## What the task asks:
Wherever the listing has a line with the string "jacket", copy that line out.

## Recorded data:
* * * * * * * * *

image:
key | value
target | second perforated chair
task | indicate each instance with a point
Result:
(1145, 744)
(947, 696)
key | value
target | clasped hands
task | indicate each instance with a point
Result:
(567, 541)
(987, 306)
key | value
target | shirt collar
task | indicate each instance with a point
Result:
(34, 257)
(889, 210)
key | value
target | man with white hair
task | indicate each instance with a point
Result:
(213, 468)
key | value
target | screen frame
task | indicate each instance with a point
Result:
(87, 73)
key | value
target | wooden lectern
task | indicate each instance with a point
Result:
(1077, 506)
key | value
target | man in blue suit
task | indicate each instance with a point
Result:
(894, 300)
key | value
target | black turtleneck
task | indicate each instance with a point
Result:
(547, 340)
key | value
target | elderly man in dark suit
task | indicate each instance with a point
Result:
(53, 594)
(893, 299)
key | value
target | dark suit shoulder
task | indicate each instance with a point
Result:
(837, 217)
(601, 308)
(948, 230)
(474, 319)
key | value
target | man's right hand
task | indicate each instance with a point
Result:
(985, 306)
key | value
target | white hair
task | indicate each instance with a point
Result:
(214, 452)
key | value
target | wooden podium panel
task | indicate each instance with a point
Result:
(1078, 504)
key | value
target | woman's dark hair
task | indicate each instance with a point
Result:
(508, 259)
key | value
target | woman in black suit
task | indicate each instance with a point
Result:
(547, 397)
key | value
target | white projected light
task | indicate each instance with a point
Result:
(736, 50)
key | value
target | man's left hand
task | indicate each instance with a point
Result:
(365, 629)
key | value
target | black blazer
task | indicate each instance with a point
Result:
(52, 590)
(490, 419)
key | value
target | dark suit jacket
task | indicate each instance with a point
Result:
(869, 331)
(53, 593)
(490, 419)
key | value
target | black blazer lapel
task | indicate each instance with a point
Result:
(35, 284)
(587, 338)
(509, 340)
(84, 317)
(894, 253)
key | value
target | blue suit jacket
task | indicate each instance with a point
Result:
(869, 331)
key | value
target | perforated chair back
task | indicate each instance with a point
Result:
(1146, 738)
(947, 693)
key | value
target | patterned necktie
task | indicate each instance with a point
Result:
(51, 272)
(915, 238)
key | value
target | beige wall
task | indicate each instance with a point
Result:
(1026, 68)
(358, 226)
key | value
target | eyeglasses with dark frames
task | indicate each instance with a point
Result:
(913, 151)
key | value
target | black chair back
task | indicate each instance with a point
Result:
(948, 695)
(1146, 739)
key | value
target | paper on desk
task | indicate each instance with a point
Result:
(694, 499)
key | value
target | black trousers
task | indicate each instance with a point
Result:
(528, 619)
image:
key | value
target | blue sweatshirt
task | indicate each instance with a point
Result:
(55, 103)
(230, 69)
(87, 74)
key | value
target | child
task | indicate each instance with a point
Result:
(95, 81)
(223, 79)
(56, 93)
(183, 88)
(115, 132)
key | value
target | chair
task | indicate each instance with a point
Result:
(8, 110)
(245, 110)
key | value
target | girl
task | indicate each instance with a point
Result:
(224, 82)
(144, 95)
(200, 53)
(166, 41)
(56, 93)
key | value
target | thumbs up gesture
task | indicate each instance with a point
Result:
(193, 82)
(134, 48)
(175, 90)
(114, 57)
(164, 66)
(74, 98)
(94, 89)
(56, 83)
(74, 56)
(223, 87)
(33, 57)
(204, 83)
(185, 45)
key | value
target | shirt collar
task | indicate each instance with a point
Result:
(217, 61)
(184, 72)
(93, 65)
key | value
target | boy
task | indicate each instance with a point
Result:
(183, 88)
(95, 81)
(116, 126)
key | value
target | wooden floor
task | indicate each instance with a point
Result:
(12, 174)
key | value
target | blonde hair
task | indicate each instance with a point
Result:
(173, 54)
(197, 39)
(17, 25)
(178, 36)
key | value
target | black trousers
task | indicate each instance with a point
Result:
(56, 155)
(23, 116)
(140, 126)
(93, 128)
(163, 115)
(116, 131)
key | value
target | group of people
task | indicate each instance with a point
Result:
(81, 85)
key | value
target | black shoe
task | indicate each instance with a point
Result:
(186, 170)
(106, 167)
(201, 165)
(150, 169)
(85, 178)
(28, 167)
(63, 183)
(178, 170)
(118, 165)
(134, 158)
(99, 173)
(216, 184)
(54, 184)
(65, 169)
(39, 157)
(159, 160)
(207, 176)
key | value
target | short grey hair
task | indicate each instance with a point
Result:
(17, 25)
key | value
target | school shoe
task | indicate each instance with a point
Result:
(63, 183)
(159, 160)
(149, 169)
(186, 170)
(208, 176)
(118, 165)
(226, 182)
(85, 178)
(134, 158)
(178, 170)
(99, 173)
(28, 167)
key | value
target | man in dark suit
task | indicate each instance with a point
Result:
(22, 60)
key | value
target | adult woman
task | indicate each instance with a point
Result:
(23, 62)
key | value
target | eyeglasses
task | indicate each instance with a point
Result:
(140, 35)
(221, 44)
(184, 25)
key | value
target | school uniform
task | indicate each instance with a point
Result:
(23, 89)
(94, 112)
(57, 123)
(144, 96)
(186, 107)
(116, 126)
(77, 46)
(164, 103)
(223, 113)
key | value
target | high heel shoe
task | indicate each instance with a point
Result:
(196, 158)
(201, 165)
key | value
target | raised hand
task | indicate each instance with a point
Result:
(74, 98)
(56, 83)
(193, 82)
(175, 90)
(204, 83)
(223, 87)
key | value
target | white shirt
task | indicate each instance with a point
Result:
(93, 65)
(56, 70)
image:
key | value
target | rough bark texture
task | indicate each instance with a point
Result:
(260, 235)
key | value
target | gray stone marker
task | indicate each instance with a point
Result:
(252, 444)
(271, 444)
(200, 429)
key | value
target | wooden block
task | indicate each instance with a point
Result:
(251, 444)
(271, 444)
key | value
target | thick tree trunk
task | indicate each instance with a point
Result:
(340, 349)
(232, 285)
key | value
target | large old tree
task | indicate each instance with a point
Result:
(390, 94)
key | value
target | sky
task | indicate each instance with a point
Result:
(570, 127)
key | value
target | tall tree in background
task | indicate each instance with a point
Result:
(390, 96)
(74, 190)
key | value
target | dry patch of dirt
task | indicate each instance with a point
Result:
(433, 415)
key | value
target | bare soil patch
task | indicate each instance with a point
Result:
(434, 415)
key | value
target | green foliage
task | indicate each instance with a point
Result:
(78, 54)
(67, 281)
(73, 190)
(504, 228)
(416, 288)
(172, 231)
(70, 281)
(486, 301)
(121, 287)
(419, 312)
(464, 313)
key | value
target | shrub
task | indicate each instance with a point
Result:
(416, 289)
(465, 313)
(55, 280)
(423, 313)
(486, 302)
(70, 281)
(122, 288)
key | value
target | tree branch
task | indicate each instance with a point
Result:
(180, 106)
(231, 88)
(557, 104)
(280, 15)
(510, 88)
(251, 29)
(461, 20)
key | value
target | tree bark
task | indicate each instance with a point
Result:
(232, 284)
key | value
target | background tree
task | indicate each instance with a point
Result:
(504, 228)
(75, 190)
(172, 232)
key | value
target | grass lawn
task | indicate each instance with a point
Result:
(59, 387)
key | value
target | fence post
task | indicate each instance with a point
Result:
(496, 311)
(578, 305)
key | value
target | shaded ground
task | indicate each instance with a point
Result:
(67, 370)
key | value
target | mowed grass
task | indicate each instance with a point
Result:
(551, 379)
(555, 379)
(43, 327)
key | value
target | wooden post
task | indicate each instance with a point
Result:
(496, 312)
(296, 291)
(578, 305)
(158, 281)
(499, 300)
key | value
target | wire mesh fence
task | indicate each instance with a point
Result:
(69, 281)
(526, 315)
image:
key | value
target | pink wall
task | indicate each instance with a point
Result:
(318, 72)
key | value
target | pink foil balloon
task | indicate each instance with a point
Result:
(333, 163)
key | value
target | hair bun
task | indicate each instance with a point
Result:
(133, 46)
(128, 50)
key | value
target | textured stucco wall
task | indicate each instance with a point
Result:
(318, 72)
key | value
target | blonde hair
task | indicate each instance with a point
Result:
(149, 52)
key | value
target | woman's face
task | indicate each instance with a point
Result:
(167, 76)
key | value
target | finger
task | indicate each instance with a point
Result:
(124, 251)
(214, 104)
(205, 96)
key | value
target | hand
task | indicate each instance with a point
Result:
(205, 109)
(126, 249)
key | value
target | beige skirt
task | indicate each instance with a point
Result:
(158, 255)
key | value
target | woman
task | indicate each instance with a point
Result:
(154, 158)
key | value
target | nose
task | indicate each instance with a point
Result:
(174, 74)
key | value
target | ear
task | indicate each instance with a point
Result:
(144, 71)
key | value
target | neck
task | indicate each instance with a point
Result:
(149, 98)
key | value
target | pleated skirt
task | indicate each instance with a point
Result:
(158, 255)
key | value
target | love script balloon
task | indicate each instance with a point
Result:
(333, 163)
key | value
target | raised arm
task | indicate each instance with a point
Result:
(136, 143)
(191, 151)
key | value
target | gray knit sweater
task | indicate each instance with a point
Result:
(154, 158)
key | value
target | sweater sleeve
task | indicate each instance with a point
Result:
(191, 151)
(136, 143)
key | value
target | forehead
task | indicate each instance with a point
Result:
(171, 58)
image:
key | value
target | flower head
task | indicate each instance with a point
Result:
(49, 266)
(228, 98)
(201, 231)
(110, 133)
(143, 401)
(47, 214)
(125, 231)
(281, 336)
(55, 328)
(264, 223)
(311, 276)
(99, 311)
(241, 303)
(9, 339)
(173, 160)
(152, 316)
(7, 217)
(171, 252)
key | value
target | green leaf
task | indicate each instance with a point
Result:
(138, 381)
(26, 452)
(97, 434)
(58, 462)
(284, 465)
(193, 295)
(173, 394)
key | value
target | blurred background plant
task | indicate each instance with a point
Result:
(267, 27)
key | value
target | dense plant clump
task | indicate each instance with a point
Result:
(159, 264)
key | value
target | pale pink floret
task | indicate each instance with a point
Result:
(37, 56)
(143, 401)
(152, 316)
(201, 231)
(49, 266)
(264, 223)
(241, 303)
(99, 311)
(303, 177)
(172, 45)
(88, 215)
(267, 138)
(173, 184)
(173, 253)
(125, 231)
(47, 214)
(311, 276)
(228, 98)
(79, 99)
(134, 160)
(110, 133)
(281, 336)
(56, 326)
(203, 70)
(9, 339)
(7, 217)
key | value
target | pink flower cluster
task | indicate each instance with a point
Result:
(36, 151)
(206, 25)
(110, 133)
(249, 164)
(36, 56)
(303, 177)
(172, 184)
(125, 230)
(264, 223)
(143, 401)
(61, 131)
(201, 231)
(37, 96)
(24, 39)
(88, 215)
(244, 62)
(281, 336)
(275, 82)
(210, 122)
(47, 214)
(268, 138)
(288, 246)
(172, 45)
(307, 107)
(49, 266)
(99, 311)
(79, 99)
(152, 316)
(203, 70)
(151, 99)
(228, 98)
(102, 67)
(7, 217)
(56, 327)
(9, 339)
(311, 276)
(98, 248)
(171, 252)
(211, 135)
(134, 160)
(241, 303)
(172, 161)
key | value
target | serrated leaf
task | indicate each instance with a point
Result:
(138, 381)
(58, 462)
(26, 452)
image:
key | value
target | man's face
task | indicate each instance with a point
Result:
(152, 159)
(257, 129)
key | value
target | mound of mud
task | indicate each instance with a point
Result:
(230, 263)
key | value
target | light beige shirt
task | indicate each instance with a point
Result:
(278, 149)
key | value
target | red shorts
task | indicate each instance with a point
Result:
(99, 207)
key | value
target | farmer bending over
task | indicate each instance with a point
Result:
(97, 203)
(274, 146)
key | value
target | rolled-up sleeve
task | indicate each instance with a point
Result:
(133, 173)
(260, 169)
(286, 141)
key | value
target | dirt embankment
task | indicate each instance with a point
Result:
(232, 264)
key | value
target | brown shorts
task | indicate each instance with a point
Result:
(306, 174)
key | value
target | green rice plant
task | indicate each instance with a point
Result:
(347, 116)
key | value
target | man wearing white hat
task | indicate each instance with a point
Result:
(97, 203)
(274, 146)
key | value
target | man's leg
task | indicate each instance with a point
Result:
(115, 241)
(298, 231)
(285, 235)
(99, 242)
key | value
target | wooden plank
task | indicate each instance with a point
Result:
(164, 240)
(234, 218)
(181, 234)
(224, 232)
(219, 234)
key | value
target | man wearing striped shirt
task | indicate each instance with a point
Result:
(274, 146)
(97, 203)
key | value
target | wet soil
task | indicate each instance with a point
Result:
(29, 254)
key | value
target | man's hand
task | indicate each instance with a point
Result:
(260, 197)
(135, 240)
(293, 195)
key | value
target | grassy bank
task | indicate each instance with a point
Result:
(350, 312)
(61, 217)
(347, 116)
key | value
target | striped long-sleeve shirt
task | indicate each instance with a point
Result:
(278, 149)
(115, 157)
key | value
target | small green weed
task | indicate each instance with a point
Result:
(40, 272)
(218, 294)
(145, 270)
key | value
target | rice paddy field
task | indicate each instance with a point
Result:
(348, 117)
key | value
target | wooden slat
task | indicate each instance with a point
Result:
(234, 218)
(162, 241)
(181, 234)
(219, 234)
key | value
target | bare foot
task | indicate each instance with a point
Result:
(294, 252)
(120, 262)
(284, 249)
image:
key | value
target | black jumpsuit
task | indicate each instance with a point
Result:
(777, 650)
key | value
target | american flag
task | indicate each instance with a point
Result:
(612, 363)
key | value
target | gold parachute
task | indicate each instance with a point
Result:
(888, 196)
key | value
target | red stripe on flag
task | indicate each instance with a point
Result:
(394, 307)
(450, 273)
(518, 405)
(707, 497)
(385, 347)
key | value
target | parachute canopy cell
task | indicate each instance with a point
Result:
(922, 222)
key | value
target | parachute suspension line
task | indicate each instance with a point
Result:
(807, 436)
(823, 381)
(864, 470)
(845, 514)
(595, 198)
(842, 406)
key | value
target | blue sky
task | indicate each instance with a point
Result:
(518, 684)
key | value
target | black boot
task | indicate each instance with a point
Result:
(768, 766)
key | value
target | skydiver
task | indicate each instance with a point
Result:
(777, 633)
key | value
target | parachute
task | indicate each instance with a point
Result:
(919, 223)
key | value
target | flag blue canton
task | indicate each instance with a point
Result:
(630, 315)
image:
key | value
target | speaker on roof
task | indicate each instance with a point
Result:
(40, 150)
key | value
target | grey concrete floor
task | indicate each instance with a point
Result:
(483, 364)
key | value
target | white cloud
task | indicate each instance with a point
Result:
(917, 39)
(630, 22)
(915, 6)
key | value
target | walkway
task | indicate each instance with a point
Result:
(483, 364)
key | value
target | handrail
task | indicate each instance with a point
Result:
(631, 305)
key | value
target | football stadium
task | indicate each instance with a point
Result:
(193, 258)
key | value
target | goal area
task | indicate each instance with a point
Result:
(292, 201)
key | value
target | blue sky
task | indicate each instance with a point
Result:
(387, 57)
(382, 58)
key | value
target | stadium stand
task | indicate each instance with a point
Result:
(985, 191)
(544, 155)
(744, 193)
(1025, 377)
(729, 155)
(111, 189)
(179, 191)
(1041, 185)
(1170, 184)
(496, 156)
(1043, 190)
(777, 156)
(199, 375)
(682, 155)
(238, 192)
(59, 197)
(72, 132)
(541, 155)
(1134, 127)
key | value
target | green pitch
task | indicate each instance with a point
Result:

* * * * * * * * *

## Result of this exercise:
target | dark suit jacket
target | blue suit jacket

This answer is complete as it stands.